Collect each line of the items below that contains the word "banner".
──────── Material provided
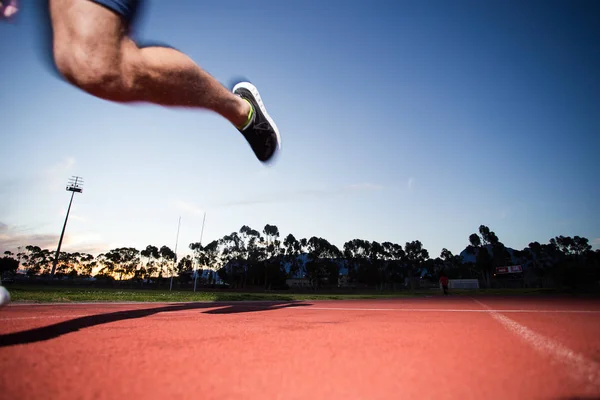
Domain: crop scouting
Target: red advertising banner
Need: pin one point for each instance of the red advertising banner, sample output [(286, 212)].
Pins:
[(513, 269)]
────────────────
──────── Material provided
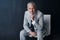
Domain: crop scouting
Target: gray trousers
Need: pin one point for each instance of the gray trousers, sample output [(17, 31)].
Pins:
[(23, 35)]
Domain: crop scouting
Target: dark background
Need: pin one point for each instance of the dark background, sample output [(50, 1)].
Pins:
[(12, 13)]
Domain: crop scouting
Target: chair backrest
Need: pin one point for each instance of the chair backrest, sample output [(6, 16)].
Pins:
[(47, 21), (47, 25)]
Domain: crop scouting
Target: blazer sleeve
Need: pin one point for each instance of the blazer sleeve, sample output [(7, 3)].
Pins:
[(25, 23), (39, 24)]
────────────────
──────── Material provided
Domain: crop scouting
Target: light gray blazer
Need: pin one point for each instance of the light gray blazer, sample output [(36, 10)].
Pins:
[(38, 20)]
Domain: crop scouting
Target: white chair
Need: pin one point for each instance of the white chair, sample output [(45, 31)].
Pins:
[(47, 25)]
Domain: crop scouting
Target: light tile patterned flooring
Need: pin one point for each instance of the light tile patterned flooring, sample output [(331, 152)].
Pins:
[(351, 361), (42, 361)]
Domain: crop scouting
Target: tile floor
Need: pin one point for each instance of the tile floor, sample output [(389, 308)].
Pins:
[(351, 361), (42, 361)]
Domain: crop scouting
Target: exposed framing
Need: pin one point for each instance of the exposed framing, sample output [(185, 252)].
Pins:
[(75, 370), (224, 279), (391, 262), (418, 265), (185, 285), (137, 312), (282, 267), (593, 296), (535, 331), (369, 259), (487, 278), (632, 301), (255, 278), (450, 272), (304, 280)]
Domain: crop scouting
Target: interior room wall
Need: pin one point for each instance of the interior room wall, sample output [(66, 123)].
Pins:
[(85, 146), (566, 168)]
────────────────
**The result**
Target: red advertising banner
Need: pin one point for each instance of the red advertising banner, sample output [(286, 212)].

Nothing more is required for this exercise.